__Required action__: Locate the line that contains "In the picture above, where can the mesh". Print it and every subsequent line through the final line of the records, exactly and only those.

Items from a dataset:
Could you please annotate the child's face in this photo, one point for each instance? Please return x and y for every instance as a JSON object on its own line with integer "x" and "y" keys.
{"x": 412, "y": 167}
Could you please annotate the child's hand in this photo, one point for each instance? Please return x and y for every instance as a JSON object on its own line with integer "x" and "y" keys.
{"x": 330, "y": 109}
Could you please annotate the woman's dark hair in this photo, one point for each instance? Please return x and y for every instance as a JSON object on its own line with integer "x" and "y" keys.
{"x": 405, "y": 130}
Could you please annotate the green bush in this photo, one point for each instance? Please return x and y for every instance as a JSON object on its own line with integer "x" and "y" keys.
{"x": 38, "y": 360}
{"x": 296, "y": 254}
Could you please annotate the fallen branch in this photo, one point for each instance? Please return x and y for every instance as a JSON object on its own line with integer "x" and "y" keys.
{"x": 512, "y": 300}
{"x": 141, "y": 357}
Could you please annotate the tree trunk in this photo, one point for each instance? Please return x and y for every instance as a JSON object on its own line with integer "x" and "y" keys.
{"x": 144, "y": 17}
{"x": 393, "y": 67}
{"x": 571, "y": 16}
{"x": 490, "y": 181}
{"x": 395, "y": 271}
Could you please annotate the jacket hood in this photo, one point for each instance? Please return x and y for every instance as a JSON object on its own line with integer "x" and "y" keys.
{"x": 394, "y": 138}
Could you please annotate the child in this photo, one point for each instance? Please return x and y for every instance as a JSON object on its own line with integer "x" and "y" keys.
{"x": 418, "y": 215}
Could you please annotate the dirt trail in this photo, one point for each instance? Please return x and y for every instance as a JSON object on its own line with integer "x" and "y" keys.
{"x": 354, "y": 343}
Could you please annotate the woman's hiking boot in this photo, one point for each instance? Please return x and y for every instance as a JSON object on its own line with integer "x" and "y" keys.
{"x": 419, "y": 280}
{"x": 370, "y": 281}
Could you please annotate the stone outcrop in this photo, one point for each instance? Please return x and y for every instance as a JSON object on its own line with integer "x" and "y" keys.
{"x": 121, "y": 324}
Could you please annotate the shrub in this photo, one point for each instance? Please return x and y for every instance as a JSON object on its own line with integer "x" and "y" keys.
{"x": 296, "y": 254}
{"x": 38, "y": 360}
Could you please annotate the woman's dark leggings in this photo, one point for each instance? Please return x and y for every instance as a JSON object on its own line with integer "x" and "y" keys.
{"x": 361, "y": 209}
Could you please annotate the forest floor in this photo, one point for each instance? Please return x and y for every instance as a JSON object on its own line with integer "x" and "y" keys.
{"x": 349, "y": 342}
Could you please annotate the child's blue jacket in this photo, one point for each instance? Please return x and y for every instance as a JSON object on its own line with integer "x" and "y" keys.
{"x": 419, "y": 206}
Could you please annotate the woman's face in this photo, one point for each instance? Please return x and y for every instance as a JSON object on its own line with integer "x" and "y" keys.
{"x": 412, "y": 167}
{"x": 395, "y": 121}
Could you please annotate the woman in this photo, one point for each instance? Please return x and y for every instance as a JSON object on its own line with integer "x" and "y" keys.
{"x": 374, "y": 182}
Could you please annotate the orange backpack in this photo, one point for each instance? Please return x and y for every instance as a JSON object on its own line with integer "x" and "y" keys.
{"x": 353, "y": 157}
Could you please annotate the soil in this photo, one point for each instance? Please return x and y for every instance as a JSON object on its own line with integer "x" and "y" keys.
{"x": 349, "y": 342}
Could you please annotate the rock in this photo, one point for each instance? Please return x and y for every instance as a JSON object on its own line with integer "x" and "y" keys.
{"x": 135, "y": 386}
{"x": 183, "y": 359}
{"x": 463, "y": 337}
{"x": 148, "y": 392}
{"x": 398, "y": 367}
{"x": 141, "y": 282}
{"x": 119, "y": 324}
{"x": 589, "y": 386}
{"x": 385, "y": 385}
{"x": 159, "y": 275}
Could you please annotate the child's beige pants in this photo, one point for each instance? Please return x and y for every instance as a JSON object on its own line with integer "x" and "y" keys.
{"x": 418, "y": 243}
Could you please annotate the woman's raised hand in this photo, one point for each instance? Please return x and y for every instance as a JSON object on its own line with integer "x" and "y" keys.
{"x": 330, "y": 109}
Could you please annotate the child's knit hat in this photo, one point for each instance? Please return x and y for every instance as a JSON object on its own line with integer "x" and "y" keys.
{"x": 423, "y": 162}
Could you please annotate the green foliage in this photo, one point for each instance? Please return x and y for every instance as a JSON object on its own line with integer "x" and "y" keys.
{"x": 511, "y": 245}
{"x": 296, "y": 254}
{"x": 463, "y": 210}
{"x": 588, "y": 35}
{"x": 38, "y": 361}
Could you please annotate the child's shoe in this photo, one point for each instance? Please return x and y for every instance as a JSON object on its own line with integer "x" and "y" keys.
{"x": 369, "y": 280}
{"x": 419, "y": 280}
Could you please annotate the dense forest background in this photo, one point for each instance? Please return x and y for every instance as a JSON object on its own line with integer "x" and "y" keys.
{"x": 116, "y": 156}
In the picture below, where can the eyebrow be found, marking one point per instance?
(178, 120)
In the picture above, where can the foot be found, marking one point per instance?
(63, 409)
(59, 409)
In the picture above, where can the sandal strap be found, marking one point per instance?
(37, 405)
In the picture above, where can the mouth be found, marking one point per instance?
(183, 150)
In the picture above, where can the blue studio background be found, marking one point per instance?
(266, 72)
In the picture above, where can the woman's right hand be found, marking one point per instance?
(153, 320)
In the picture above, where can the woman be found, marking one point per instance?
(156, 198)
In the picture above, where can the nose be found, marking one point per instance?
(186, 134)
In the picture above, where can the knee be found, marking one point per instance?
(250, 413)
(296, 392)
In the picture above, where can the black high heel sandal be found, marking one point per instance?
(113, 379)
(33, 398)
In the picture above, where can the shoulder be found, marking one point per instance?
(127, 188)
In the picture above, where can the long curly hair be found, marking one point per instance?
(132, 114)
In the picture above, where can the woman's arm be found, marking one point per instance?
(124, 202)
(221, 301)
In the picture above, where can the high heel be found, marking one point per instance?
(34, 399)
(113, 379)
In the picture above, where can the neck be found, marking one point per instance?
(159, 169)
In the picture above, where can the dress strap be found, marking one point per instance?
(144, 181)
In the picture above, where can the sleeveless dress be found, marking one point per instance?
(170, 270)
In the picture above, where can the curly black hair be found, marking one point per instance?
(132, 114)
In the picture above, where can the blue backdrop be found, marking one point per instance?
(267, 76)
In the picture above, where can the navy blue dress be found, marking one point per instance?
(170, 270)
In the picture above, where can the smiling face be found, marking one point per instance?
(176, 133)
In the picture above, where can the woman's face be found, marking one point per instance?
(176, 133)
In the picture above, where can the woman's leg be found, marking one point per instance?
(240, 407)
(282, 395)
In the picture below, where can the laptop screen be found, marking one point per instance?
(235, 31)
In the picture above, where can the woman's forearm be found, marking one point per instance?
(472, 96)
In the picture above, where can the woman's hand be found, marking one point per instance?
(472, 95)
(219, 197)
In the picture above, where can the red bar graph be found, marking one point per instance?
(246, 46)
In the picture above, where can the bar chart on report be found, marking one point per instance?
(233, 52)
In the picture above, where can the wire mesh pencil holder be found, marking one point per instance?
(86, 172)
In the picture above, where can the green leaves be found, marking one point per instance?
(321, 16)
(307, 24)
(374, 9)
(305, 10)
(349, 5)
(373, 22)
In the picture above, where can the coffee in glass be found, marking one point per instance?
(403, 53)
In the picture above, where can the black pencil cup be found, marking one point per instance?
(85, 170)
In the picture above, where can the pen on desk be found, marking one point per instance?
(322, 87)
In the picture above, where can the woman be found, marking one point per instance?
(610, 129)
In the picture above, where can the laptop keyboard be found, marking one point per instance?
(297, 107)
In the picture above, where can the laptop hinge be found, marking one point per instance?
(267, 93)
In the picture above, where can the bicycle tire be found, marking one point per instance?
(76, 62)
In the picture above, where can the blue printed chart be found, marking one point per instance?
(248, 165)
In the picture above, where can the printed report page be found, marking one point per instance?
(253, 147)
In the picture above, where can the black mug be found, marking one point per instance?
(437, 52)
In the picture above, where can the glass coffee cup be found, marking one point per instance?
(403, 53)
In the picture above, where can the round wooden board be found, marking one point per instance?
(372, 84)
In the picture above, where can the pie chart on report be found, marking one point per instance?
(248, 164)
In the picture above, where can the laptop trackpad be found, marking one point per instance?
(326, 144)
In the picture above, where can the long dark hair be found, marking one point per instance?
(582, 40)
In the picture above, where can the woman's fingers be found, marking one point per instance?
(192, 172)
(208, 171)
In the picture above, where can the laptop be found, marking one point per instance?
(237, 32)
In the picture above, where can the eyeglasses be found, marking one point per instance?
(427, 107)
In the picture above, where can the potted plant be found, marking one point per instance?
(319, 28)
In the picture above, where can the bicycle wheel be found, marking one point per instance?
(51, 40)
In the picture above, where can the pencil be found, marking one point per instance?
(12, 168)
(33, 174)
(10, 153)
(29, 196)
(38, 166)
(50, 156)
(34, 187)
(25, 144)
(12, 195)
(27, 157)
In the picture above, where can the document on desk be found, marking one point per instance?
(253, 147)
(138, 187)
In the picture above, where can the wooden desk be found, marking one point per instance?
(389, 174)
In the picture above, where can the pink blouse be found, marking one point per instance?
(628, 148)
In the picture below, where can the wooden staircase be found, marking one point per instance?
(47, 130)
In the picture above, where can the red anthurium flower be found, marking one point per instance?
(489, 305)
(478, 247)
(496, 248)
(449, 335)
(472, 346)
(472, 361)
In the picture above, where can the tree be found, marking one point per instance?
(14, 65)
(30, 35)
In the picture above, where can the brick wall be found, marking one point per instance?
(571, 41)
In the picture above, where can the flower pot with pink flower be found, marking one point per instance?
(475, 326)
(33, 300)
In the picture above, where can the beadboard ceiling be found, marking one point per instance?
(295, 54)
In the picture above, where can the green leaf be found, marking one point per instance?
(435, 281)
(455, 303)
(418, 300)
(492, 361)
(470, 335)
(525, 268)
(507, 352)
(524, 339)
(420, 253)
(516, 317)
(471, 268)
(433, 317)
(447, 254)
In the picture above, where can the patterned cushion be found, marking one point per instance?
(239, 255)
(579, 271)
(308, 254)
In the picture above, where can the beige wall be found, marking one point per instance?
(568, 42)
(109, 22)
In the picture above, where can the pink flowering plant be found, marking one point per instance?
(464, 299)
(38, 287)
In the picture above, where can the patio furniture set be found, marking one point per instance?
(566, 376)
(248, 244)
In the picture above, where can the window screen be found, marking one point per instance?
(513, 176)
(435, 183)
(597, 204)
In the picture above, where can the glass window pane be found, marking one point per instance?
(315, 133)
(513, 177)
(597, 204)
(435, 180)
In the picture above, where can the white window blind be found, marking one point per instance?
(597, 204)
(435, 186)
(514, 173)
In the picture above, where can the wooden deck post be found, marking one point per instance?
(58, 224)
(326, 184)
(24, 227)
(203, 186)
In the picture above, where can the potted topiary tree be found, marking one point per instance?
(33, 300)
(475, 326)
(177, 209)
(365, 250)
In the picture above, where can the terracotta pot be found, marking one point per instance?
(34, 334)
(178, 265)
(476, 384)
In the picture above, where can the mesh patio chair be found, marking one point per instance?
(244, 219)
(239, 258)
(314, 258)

__Your solution__:
In the picture above, where can the mesh patio chair be found, marking one point per instance?
(244, 219)
(239, 258)
(314, 258)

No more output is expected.